__ページ抜粋__:
━━━━━━━━━━━━━━━━━━━━━━━━━━━━━━
中田準一氏は前川事務所の所員として、埼玉会館の外構、埼玉県立博物館、熊本県立美術館、国立国会図書館新館などを担当されたが、最後に前川自邸の再建を担当して、前川国男のその後のすべてがこの住宅に込められていたと感じたという。
その思いは『前川さん、すべて自邸でやっていたんですね』(2015.5,10 彰国社)でよく書かれている。
このブログは本書を参考にさせていただいた。
前川自邸はいろいろと考えさせられる、味わい深い作品である。これが再建されて一般公開されているのはじつにありがたい。
住宅というものは、なかなか見学の機会がないものである。機会があったら、ぜひ見てほしい。
最後に、大きな切り妻のファサード、棟持ち柱、先に広がる破風板等は確かに伊勢神宮からの影響を感じさせる要素だ。なぜそんなことにこだわるのか?
━━━━━━━━━━━━━━━━━━━━━━━━━━━━━━
__作業指示__:
(a) 前川自邸についての文章で、伊勢神宮からの影響を感じさせる要素として挙げられているものをすべて書き出すこと。
(b) 前川自邸についての文章の続きを、最後の文の後から書いてください。

(コレクションから抽出したデータ)
━━━━━━━━━━━━━━━━━━━━━━━━━━━━━━
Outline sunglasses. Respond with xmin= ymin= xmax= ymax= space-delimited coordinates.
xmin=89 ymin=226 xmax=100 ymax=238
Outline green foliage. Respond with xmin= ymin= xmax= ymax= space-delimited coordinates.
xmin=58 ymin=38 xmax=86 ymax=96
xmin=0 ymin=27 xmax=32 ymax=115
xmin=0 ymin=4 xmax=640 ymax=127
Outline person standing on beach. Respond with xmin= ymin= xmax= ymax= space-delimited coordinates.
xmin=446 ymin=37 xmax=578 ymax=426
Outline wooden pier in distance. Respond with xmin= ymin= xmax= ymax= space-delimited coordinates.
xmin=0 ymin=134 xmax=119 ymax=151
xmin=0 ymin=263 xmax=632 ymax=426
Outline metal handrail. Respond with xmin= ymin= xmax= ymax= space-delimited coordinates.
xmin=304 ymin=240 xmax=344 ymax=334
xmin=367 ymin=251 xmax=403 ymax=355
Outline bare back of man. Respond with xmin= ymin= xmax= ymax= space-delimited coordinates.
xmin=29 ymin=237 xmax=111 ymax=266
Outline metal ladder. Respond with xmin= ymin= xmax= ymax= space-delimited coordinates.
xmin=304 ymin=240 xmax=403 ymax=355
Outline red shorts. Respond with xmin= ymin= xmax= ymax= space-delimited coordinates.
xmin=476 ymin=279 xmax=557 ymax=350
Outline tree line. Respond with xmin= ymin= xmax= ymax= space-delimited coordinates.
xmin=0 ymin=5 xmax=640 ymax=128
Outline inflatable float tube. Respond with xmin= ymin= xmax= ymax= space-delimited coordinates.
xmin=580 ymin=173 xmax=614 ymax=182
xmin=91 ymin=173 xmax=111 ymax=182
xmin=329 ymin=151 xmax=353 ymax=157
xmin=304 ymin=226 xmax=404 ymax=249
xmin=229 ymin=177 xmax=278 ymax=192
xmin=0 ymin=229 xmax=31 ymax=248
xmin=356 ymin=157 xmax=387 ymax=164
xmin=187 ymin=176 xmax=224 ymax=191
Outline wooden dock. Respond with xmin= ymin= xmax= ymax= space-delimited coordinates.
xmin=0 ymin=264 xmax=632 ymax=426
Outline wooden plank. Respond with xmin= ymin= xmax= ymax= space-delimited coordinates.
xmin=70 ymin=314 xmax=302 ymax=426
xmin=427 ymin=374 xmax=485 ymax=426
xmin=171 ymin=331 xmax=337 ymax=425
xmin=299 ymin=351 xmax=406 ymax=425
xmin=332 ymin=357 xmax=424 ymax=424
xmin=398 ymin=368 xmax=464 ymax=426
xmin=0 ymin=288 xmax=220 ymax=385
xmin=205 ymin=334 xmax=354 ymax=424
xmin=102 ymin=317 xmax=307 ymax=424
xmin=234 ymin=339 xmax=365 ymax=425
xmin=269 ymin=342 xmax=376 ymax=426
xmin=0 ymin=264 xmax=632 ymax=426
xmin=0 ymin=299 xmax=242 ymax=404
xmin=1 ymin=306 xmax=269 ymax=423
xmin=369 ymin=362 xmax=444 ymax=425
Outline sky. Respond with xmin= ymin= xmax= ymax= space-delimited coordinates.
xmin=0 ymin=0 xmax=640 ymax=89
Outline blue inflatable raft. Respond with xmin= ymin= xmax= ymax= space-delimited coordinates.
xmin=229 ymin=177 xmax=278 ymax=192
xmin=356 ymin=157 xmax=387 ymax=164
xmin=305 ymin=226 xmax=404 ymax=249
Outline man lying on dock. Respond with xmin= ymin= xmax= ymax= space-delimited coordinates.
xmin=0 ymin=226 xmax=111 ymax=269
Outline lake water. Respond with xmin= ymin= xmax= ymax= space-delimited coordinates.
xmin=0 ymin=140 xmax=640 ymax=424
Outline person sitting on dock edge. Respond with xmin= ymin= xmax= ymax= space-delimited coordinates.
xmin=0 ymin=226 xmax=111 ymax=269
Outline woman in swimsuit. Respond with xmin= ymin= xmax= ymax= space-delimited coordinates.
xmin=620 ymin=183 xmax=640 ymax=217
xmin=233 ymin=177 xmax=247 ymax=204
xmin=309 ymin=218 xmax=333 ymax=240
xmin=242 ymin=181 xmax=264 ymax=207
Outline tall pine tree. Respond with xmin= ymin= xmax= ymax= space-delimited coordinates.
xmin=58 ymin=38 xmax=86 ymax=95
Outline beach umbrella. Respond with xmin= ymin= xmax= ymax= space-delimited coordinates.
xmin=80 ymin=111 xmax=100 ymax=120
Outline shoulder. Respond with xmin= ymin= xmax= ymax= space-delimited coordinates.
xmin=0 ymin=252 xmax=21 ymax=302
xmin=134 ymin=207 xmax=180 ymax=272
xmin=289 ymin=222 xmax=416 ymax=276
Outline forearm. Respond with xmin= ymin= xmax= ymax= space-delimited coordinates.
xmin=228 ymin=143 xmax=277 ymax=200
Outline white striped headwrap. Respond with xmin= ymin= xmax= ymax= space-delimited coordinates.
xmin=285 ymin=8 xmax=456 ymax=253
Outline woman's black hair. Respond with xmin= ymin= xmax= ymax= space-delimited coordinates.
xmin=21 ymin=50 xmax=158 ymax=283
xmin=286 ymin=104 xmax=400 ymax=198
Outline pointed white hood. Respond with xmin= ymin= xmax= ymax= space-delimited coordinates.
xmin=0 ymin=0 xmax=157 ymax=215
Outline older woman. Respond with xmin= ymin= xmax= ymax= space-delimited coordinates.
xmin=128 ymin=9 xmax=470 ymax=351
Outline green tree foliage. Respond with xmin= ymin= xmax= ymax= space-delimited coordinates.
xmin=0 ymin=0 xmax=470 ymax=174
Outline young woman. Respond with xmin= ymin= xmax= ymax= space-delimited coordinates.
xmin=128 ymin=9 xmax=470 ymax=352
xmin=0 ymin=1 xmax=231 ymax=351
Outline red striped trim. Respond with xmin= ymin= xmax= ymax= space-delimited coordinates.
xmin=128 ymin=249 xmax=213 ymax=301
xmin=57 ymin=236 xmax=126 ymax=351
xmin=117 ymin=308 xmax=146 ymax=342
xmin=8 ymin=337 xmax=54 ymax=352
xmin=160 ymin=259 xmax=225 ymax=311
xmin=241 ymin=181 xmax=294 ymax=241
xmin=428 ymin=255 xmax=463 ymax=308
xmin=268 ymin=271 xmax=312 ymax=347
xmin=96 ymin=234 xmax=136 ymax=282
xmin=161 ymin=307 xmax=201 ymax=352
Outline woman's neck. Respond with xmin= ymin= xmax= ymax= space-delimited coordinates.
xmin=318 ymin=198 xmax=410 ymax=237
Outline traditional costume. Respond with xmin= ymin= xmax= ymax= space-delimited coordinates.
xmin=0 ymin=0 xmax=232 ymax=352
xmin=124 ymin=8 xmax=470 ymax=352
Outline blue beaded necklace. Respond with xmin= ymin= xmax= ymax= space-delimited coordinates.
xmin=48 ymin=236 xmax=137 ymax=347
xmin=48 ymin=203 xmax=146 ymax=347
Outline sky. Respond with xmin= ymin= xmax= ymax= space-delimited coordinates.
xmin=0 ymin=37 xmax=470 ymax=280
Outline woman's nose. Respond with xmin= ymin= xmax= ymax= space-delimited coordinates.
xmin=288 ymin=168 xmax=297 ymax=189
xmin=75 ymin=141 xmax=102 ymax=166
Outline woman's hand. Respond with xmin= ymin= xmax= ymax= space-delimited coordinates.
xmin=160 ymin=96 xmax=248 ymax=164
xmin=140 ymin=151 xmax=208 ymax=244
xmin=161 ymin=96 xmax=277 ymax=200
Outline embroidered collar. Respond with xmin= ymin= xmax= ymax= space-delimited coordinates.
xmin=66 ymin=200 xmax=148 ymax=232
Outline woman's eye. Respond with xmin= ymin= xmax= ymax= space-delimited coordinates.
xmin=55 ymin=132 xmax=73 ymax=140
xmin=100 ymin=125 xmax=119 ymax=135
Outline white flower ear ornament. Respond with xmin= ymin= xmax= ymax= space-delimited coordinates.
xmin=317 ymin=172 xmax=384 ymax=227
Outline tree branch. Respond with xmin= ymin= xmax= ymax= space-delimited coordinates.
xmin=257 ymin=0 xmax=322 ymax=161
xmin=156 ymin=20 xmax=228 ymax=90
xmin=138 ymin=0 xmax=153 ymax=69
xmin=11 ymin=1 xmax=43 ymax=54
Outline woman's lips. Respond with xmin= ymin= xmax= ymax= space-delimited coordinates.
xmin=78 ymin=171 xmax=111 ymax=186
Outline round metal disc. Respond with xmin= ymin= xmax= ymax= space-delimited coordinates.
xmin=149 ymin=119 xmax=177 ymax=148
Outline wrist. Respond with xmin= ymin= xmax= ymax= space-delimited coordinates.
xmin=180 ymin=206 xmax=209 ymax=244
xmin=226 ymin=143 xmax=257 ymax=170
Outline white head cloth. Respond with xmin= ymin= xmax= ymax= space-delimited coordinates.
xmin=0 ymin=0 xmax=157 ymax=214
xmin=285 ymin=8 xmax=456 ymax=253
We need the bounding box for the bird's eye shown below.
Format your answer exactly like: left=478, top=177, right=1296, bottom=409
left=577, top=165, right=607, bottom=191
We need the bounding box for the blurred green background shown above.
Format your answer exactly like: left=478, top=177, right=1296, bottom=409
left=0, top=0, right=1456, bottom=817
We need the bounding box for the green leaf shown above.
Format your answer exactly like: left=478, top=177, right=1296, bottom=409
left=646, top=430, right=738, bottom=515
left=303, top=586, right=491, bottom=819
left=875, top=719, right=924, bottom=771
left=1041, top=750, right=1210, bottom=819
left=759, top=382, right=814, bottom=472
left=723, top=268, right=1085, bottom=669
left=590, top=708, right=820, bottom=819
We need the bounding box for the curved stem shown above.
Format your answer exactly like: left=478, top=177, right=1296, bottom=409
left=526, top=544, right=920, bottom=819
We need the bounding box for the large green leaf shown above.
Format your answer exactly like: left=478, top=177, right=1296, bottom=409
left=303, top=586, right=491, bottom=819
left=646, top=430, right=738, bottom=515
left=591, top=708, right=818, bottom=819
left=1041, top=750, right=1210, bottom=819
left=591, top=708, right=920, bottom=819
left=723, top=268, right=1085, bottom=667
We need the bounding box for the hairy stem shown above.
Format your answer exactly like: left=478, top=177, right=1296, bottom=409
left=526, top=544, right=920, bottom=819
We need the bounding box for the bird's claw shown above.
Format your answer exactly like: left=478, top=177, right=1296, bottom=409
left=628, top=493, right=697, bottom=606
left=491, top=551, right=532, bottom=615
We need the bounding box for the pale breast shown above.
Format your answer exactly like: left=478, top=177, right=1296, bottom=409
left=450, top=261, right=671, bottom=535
━━━━━━━━━━━━━━━━━━━━━━━━━━━━━━
__回答__:
(a)
大きな切り妻のファサード
棟持ち柱
先に広がる破風板

(b)
これが竣工した1942年、太平洋戦争の最中、日本は国粋主義に染まっていた。伊勢神宮が特に日本を象徴する建築として高い評価を得ていた。前川国男でさえ国粋主義に染まっていたのか、という思いがあるからだ。
たぶん、そうなのだろう。時代がそうだった。
しかし、伊勢神宮をまねたから国粋主義的だという論理はなりたつだろうか。
竣工後73年たって、いま見ても、国粋主義的な印象はどこにもない。ファサードも室内の空間もちっとも古くないのだ。
前川が、1956年の増改築で丸い棟持ち柱を撤去して、角柱とし、ブレースを入れたのは、構造的な弱点を補う必要があったためらしいが、あるいは、戦後10年ほどたって、伊勢神宮の影響を捨てたいという気持ちもあったのかもしれない。
ともかく、前川自邸は長い歴史を背負って生き延びた。いま見ても、戦争中の厳しい制約の中で造られたとは思えない、おおらかで、力強い、そして味わい深い作品である。やはり近代の住宅の中の傑作といって間違いないと思う。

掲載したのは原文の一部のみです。